- **Do this**
Type out the material below exactly.

(Point labeling examples)
★ ★ ★

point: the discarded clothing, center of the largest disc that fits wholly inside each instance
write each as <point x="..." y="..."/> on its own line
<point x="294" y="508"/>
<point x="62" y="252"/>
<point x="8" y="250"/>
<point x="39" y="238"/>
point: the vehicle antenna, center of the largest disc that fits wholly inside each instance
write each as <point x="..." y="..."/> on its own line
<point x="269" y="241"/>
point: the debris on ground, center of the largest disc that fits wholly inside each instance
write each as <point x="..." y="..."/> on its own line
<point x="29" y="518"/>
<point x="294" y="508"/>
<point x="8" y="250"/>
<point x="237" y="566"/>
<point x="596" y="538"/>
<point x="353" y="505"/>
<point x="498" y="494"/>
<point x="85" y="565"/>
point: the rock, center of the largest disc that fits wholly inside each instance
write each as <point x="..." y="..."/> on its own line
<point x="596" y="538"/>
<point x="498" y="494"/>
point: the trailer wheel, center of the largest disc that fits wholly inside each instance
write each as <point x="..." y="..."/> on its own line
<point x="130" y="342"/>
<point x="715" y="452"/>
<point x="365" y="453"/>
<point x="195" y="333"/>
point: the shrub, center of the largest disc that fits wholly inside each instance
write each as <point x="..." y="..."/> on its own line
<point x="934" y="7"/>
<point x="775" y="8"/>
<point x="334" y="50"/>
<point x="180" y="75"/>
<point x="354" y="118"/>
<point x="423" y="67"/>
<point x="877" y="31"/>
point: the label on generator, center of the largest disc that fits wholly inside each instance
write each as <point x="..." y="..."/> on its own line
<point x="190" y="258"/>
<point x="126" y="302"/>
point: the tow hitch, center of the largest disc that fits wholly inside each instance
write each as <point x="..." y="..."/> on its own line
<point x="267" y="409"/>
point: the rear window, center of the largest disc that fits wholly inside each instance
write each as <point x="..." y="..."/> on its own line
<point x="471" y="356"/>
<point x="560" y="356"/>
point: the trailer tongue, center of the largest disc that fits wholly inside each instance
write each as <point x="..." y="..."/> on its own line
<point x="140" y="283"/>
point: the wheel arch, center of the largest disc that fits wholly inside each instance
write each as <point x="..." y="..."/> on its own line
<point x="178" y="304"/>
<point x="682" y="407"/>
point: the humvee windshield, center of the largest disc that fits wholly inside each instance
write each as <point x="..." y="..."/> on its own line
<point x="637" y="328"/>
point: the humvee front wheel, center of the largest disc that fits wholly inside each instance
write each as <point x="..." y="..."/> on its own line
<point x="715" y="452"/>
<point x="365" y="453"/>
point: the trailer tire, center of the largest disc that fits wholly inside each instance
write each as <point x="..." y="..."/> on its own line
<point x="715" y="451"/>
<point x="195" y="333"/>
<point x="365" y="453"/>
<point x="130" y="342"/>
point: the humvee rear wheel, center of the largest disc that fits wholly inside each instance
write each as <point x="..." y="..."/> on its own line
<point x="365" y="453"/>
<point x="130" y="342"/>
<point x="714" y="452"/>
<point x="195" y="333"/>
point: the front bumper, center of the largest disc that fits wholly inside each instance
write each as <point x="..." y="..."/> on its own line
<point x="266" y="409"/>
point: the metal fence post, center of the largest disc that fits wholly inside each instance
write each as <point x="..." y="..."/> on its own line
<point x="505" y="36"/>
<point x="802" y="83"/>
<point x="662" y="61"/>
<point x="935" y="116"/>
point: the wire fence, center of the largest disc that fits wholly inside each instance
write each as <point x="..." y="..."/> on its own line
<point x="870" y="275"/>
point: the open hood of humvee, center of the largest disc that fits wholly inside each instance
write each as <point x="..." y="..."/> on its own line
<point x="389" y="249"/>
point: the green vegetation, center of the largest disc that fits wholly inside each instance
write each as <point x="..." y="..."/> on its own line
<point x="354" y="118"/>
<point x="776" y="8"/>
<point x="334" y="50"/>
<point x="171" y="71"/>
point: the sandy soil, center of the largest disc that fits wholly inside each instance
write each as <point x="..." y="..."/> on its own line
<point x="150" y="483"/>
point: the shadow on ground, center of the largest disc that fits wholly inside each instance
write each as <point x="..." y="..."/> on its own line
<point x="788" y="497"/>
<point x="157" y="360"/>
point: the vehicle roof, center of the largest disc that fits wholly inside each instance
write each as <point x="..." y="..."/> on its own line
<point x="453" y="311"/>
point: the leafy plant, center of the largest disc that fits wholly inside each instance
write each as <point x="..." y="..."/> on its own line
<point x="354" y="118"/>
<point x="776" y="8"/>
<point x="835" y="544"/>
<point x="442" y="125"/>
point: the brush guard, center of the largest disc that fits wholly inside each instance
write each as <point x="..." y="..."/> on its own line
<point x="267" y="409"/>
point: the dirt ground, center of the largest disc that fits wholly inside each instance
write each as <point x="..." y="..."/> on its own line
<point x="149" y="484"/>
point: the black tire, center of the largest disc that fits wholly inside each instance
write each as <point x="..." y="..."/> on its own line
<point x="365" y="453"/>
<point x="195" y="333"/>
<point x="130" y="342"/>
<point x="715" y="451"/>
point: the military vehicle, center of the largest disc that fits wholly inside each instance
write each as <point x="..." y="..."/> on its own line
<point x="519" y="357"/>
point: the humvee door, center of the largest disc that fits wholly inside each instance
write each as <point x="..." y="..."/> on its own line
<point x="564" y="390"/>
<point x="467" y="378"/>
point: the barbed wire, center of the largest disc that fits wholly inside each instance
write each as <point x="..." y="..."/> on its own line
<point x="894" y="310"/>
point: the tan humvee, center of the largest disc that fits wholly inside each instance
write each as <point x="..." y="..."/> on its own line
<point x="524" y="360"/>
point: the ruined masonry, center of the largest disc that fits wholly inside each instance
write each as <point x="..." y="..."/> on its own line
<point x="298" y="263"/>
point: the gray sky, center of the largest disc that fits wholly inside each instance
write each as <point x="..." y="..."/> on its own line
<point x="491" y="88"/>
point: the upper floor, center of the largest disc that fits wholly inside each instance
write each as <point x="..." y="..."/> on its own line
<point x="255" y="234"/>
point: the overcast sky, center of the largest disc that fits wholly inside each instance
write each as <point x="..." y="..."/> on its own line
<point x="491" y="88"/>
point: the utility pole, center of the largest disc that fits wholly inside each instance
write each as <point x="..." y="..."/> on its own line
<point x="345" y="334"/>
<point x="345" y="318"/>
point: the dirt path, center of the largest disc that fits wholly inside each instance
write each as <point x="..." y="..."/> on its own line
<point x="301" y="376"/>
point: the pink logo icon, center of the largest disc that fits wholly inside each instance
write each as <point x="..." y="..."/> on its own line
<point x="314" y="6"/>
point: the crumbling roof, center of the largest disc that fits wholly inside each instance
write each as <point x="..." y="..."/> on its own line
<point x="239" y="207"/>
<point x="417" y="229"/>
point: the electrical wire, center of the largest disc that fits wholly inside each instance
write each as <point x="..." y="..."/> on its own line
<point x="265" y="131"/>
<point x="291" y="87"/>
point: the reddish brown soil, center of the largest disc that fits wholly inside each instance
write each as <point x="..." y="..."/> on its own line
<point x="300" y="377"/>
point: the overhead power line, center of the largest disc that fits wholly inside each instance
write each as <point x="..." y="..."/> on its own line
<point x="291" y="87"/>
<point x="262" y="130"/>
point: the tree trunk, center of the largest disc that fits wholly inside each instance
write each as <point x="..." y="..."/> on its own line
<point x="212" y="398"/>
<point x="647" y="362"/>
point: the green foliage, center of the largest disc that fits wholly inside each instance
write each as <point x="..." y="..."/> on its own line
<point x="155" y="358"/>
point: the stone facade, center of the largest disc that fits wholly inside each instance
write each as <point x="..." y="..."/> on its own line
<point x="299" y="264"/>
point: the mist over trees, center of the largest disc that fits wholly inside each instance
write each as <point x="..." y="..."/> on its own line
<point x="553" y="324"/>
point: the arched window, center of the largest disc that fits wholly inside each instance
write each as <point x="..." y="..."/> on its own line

★ ★ ★

- **The completed task**
point: the discarded clothing, center of the largest disc that fits wholly inside each instance
write each as <point x="..." y="..."/> on its own line
<point x="294" y="508"/>
<point x="62" y="252"/>
<point x="8" y="250"/>
<point x="39" y="238"/>
point: the vehicle antenna, center of the largest disc that fits wholly inside each instance
write each as <point x="..." y="..."/> on its own line
<point x="269" y="241"/>
point: the debris on ground, center of the largest disc that fits wholly inside each instance
write each as <point x="..." y="..."/> on its own line
<point x="29" y="518"/>
<point x="294" y="508"/>
<point x="8" y="250"/>
<point x="237" y="566"/>
<point x="596" y="538"/>
<point x="353" y="505"/>
<point x="498" y="494"/>
<point x="85" y="565"/>
point: the rock, center of the largest disc that fits wholly inside each instance
write each as <point x="..." y="..."/> on its own line
<point x="596" y="538"/>
<point x="498" y="494"/>
point: the trailer wheel, center of the largest disc that fits wholly inside each instance
write each as <point x="..." y="..."/> on its own line
<point x="130" y="342"/>
<point x="715" y="452"/>
<point x="365" y="453"/>
<point x="195" y="333"/>
point: the shrub, center of the largest disc that fits wholly inside each instance
write each as <point x="..." y="..."/> on its own line
<point x="934" y="7"/>
<point x="775" y="8"/>
<point x="334" y="50"/>
<point x="180" y="75"/>
<point x="354" y="118"/>
<point x="423" y="67"/>
<point x="877" y="31"/>
point: the label on generator, center of the largest disc that fits wholly inside each instance
write each as <point x="..." y="..."/> on its own line
<point x="190" y="258"/>
<point x="126" y="302"/>
point: the tow hitch, center of the largest disc that fits wholly inside each instance
write each as <point x="..." y="..."/> on its own line
<point x="267" y="409"/>
point: the rear window, center of the largest disc that fits wholly inside each instance
write each as <point x="..." y="..."/> on its own line
<point x="471" y="356"/>
<point x="560" y="356"/>
point: the trailer tongue, center of the largest disc that fits wholly inside each instance
write each as <point x="..." y="..."/> on its own line
<point x="140" y="283"/>
point: the wheel arch, center of the largest disc that fits wholly inside each instance
write each as <point x="..." y="..."/> on its own line
<point x="178" y="304"/>
<point x="682" y="407"/>
point: the humvee windshield, center of the largest disc that fits wholly inside each instance
write each as <point x="..." y="..."/> on its own line
<point x="637" y="328"/>
point: the humvee front wheel, center of the largest disc that fits wholly inside each instance
write each as <point x="..." y="..."/> on its own line
<point x="715" y="452"/>
<point x="365" y="453"/>
point: the trailer tire, center of the largest disc that fits wholly inside each instance
write each as <point x="..." y="..."/> on its own line
<point x="715" y="451"/>
<point x="195" y="333"/>
<point x="365" y="453"/>
<point x="130" y="342"/>
point: the humvee rear wheel, center of the largest disc that fits wholly inside each instance
write each as <point x="..." y="..."/> on its own line
<point x="365" y="453"/>
<point x="130" y="342"/>
<point x="714" y="452"/>
<point x="195" y="333"/>
point: the front bumper, center of the largest disc that fits wholly inside each instance
write each as <point x="..." y="..."/> on its own line
<point x="266" y="409"/>
point: the metal fence post, center of the largest disc that fits wholly inside each instance
write each as <point x="..." y="..."/> on its own line
<point x="505" y="36"/>
<point x="802" y="83"/>
<point x="662" y="61"/>
<point x="935" y="116"/>
point: the wire fence, center of the largest disc that fits wholly inside each instance
write each as <point x="..." y="..."/> on its own line
<point x="870" y="275"/>
point: the open hood of humvee, center of the largest disc that fits wholly inside each instance
write each as <point x="..." y="..."/> on its own line
<point x="389" y="249"/>
point: the green vegetation, center of the largest disc that fits wholly inside each instance
write each as <point x="..." y="..."/> on its own line
<point x="354" y="118"/>
<point x="776" y="8"/>
<point x="334" y="50"/>
<point x="171" y="71"/>
point: the sandy soil, center of the largest disc that fits wholly inside each instance
write each as <point x="..." y="..."/> on its own line
<point x="150" y="483"/>
point: the shadow on ground, center of the largest disc that fits wholly inside each instance
write each as <point x="..." y="..."/> on its own line
<point x="788" y="497"/>
<point x="157" y="360"/>
point: the vehicle roof, center of the largest disc that fits wholly inside each instance
write each as <point x="..." y="..."/> on its own line
<point x="453" y="311"/>
point: the leafy plant, center of the largest disc that fits wholly inside each instance
write each as <point x="..." y="..."/> on its own line
<point x="354" y="118"/>
<point x="776" y="8"/>
<point x="835" y="544"/>
<point x="442" y="125"/>
point: the brush guard, center of the largest disc that fits wholly inside each instance
write each as <point x="..." y="..."/> on its own line
<point x="267" y="409"/>
point: the dirt ground, center of the largest disc that fits wholly inside each instance
write each as <point x="..." y="..."/> on its own line
<point x="149" y="484"/>
point: the black tire, center of the largest disc that fits wholly inside each instance
write each as <point x="..." y="..."/> on its own line
<point x="365" y="453"/>
<point x="195" y="333"/>
<point x="130" y="342"/>
<point x="715" y="451"/>
point: the military vehicle, center of the largest disc that fits wholly inside each instance
write each as <point x="..." y="..."/> on its own line
<point x="519" y="357"/>
point: the humvee door, center of the largest disc that fits wholly inside each instance
write each as <point x="..." y="..."/> on its own line
<point x="564" y="390"/>
<point x="467" y="378"/>
point: the barbed wire, center of the largest disc that fits wholly inside each instance
write each as <point x="..." y="..."/> on its own line
<point x="894" y="310"/>
point: the tan humvee, center of the largest disc that fits wholly inside each instance
write each as <point x="..." y="..."/> on its own line
<point x="524" y="360"/>
point: the ruined masonry, center of the largest disc that fits wholly inside each instance
write each as <point x="..." y="..."/> on its own line
<point x="298" y="263"/>
point: the gray sky, center of the largest disc that fits wholly inside each instance
write each as <point x="..." y="..."/> on its own line
<point x="491" y="88"/>
point: the upper floor, center of the largest disc that fits wholly inside each instance
write each as <point x="..." y="..."/> on its own line
<point x="255" y="234"/>
point: the overcast sky, center of the largest disc that fits wholly inside each instance
write each as <point x="..." y="..."/> on its own line
<point x="491" y="88"/>
point: the utility pole, center of the largest disc that fits wholly inside each instance
write each as <point x="..." y="..."/> on its own line
<point x="345" y="334"/>
<point x="345" y="318"/>
point: the dirt path, center of the largest disc that fits wholly inside each instance
write each as <point x="..." y="..."/> on its own line
<point x="301" y="376"/>
point: the pink logo icon, center of the largest disc that fits wholly inside each instance
write each as <point x="..." y="..."/> on its own line
<point x="314" y="6"/>
point: the crumbling roof, center of the largest disc that fits wholly inside each instance
write each as <point x="..." y="..."/> on its own line
<point x="239" y="207"/>
<point x="417" y="229"/>
point: the electrical wire, center of the largest disc that fits wholly inside each instance
write each as <point x="..." y="..."/> on its own line
<point x="265" y="131"/>
<point x="291" y="87"/>
point: the reddish brown soil, center of the largest disc that fits wholly inside each instance
write each as <point x="..." y="..."/> on its own line
<point x="300" y="377"/>
point: the overhead power line, center of the largest disc that fits wholly inside each instance
write each as <point x="..." y="..."/> on its own line
<point x="291" y="87"/>
<point x="262" y="130"/>
point: the tree trunk, center of the largest disc that fits wholly inside each instance
write each as <point x="..." y="..."/> on its own line
<point x="212" y="398"/>
<point x="647" y="362"/>
point: the green foliage, center of the largest disc that fits wholly inside each instance
write each as <point x="..." y="..."/> on its own line
<point x="155" y="358"/>
point: the stone facade, center of the largest disc that fits wholly inside each instance
write each as <point x="..." y="..."/> on its own line
<point x="299" y="264"/>
point: the mist over trees, center of the largest disc that fits wholly inside each instance
write each as <point x="..." y="..."/> on its own line
<point x="553" y="324"/>
point: the arched window, center of the largest disc that fits wholly inside each instance
write each as <point x="..." y="..."/> on its own line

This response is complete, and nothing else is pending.